# GIVEN REQUEST
In the entries that follow, find every line containing the word "below" and copy each such line. Case counts.

>> start

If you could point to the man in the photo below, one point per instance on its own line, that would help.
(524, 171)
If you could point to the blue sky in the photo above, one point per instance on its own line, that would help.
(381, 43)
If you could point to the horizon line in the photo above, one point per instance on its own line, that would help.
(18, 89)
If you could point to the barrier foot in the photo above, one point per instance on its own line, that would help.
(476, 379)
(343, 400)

>> end
>> start

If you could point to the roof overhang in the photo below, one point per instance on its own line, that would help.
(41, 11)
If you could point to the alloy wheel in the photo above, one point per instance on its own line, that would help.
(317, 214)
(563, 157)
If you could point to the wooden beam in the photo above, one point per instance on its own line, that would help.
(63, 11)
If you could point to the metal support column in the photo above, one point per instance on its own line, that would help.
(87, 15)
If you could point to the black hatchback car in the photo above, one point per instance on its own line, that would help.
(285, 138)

>> end
>> start

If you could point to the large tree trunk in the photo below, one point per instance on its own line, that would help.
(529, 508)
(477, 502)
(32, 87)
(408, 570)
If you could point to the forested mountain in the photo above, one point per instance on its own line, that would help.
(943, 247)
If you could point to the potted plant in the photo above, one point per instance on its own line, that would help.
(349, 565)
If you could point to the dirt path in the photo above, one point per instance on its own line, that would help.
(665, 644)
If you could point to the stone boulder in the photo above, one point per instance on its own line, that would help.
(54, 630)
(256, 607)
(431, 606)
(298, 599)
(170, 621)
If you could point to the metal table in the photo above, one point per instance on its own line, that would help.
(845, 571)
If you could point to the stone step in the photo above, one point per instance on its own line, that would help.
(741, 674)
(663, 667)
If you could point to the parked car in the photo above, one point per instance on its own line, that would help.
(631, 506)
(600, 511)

>> end

# RESULT FOR THIS EXERCISE
If you could point to the man in the photo below, one point per instance on its own line, that would help.
If you could point to the roof overhang in the photo below, one point per instance on its own line, that would help.
If you could point to the large tree trunk in the photo below, one point per instance on its own line, that would help.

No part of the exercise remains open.